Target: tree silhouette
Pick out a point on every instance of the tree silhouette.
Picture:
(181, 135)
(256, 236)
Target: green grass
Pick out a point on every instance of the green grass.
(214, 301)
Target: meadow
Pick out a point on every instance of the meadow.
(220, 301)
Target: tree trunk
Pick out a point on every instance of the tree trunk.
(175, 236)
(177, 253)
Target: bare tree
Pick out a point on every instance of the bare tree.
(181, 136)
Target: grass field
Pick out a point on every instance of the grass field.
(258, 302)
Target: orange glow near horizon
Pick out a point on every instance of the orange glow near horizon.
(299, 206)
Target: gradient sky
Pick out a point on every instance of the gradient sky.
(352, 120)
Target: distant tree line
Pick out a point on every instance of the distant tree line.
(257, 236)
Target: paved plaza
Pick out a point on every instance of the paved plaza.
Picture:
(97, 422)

...

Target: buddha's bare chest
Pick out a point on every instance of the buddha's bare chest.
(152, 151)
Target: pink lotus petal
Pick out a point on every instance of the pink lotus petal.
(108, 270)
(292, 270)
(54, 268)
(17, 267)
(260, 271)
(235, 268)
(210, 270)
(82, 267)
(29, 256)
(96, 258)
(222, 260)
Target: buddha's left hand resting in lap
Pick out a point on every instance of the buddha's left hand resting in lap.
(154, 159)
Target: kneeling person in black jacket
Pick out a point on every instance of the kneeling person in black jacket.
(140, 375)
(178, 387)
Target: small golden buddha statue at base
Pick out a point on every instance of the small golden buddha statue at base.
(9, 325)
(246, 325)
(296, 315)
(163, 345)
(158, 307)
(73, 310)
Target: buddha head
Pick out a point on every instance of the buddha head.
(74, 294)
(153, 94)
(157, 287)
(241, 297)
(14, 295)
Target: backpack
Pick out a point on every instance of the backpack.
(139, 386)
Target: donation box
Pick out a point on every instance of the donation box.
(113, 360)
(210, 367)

TASK TO COMPLETE | Identify every line of the entries above that contains the string "kneeling", matching case exactly, and copy each such line.

CORRECT ANSWER |
Target: kneeling person in black jacket
Pick out a point on every instance of the kneeling person in black jacket.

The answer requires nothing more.